Rewrite the lines below as a JSON array of strings with one string per line. Leave out any blank lines.

▼

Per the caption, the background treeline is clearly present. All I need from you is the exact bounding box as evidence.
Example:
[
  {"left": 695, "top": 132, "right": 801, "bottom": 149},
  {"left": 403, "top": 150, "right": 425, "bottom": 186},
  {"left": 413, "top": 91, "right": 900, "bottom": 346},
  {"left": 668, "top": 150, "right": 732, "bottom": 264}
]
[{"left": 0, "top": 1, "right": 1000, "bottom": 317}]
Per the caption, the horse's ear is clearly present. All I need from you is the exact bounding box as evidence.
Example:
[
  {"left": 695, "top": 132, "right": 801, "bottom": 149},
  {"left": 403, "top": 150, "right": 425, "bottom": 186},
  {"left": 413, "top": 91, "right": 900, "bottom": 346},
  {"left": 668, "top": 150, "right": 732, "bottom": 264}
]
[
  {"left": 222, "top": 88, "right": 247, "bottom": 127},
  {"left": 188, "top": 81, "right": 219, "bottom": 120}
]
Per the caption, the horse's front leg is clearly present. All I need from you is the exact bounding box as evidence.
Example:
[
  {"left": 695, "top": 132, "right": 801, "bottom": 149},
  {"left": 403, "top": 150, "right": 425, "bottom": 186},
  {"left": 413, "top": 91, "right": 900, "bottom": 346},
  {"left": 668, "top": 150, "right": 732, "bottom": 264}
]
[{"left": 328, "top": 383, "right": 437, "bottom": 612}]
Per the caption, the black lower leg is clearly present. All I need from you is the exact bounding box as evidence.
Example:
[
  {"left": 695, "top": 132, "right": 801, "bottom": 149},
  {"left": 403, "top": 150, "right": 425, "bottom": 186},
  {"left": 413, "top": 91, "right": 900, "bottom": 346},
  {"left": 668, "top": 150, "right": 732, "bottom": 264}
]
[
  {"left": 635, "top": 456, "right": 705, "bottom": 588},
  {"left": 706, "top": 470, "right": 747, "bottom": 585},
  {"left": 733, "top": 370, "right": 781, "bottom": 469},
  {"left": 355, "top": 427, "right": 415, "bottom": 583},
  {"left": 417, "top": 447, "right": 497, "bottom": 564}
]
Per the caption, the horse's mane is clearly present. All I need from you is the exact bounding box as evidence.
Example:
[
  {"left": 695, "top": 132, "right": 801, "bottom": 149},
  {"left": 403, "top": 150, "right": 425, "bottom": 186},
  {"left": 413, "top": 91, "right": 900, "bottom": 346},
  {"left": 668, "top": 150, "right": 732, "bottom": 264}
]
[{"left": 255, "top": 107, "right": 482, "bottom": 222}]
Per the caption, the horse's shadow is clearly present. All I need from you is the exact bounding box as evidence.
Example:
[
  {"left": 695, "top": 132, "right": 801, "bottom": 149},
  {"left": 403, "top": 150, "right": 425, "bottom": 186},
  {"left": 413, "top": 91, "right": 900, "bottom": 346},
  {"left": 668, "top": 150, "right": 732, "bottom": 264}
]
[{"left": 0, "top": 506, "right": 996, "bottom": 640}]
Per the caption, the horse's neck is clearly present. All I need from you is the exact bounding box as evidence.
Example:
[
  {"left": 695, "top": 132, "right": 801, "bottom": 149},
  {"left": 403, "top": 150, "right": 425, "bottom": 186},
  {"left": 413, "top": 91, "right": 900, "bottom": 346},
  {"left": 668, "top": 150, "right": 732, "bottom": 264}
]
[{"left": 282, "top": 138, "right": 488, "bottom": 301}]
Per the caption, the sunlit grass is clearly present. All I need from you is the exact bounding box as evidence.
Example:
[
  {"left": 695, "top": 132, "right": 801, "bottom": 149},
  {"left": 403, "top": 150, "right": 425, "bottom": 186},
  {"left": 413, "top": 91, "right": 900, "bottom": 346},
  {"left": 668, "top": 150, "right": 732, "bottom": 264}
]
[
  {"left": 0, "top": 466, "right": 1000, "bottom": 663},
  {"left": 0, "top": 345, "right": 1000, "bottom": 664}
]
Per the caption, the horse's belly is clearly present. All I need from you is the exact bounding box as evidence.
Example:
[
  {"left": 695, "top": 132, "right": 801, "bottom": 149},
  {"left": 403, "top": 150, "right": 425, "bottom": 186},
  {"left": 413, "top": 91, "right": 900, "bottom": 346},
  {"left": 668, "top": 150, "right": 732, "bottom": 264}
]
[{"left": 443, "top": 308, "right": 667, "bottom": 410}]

▲

TASK RESULT
[
  "Per the caption, the background treeline is clearly present. All I need from you is the exact bounding box as evidence.",
  "Example:",
  "[",
  "  {\"left\": 695, \"top\": 132, \"right\": 801, \"bottom\": 149},",
  "  {\"left\": 403, \"top\": 150, \"right\": 425, \"bottom\": 186},",
  "  {\"left\": 413, \"top\": 91, \"right\": 900, \"bottom\": 346},",
  "  {\"left\": 668, \"top\": 150, \"right\": 732, \"bottom\": 264}",
  "]",
  "[{\"left\": 0, \"top\": 1, \"right\": 1000, \"bottom\": 317}]",
  "Per the caption, the horse's ear is clearly present. All I need from you is the exact bounding box as evidence.",
  "Example:",
  "[",
  "  {\"left\": 695, \"top\": 132, \"right\": 801, \"bottom\": 149},",
  "  {\"left\": 403, \"top\": 150, \"right\": 425, \"bottom\": 186},",
  "  {\"left\": 413, \"top\": 91, \"right\": 900, \"bottom\": 346},",
  "  {\"left\": 668, \"top\": 150, \"right\": 732, \"bottom\": 264}",
  "]",
  "[",
  "  {\"left\": 222, \"top\": 88, \"right\": 247, \"bottom\": 127},",
  "  {\"left\": 188, \"top\": 81, \"right\": 219, \"bottom\": 120}",
  "]",
  "Per the caption, the horse's front leg is clearly present. All I need from you is the exact bounding box as evidence.",
  "Example:",
  "[",
  "  {\"left\": 695, \"top\": 132, \"right\": 801, \"bottom\": 149},",
  "  {\"left\": 403, \"top\": 150, \"right\": 425, \"bottom\": 186},",
  "  {\"left\": 413, \"top\": 91, \"right\": 900, \"bottom\": 346},",
  "  {\"left\": 668, \"top\": 150, \"right\": 732, \"bottom\": 264}",
  "]",
  "[{\"left\": 328, \"top\": 383, \"right\": 437, \"bottom\": 612}]",
  "Per the caption, the black lower leg is clearly present. All I need from you is the exact bounding box as evidence.",
  "Example:",
  "[",
  "  {\"left\": 695, \"top\": 132, \"right\": 801, \"bottom\": 149},",
  "  {\"left\": 403, \"top\": 150, \"right\": 425, \"bottom\": 186},",
  "  {\"left\": 413, \"top\": 91, \"right\": 900, \"bottom\": 346},",
  "  {\"left\": 668, \"top\": 150, \"right\": 732, \"bottom\": 264}",
  "]",
  "[",
  "  {\"left\": 635, \"top\": 456, \"right\": 705, \"bottom\": 588},",
  "  {\"left\": 706, \"top\": 470, \"right\": 747, \"bottom\": 585},",
  "  {\"left\": 733, \"top\": 370, \"right\": 781, \"bottom\": 469},",
  "  {\"left\": 355, \"top\": 427, \"right\": 415, \"bottom\": 583},",
  "  {\"left\": 417, \"top\": 447, \"right\": 497, \"bottom\": 564}",
  "]",
  "Per the caption, the horse's mane is clearly present. All I need from you is the exact bounding box as evidence.",
  "Example:",
  "[",
  "  {\"left\": 695, \"top\": 132, \"right\": 801, \"bottom\": 149},",
  "  {\"left\": 403, \"top\": 150, \"right\": 425, \"bottom\": 186},",
  "  {\"left\": 413, \"top\": 91, \"right\": 900, \"bottom\": 346},",
  "  {\"left\": 668, \"top\": 150, \"right\": 732, \"bottom\": 264}",
  "]",
  "[{\"left\": 255, \"top\": 107, \"right\": 482, \"bottom\": 222}]",
  "Per the caption, the horse's shadow is clearly present. All I need from you is the exact bounding box as evidence.",
  "Example:",
  "[",
  "  {\"left\": 695, \"top\": 132, \"right\": 801, \"bottom\": 149},",
  "  {\"left\": 403, \"top\": 150, \"right\": 425, \"bottom\": 186},",
  "  {\"left\": 413, \"top\": 91, \"right\": 900, \"bottom\": 346},",
  "  {\"left\": 668, \"top\": 150, \"right\": 732, \"bottom\": 264}",
  "]",
  "[{\"left\": 0, \"top\": 506, \"right\": 996, \"bottom\": 640}]",
  "Per the caption, the horse's neck is clearly present. All I need from you is the exact bounding box as evidence.",
  "Example:",
  "[",
  "  {\"left\": 695, \"top\": 132, \"right\": 801, \"bottom\": 149},",
  "  {\"left\": 403, \"top\": 150, \"right\": 425, \"bottom\": 186},",
  "  {\"left\": 413, \"top\": 91, \"right\": 900, \"bottom\": 346},",
  "  {\"left\": 668, \"top\": 150, \"right\": 732, \"bottom\": 264}",
  "]",
  "[{\"left\": 282, \"top\": 138, \"right\": 488, \"bottom\": 301}]",
  "Per the caption, the sunlit grass is clearly present. All I need from you is the exact bounding box as evidence.",
  "Example:",
  "[",
  "  {\"left\": 695, \"top\": 132, \"right\": 801, \"bottom\": 149},",
  "  {\"left\": 403, \"top\": 150, \"right\": 425, \"bottom\": 186},",
  "  {\"left\": 413, \"top\": 91, \"right\": 900, \"bottom\": 346},",
  "  {\"left\": 668, \"top\": 150, \"right\": 732, \"bottom\": 264}",
  "]",
  "[",
  "  {\"left\": 0, \"top\": 466, \"right\": 1000, \"bottom\": 663},",
  "  {\"left\": 0, \"top\": 345, \"right\": 1000, \"bottom\": 664}",
  "]",
  "Per the caption, the horse's belly is clearly present. All I need from you is the exact bounding box as evidence.",
  "Example:",
  "[",
  "  {\"left\": 695, \"top\": 132, \"right\": 801, \"bottom\": 149},",
  "  {\"left\": 403, \"top\": 150, \"right\": 425, \"bottom\": 186},",
  "  {\"left\": 413, \"top\": 91, \"right\": 900, \"bottom\": 346},",
  "  {\"left\": 668, \"top\": 150, \"right\": 732, \"bottom\": 264}",
  "]",
  "[{\"left\": 443, \"top\": 308, \"right\": 667, \"bottom\": 410}]"
]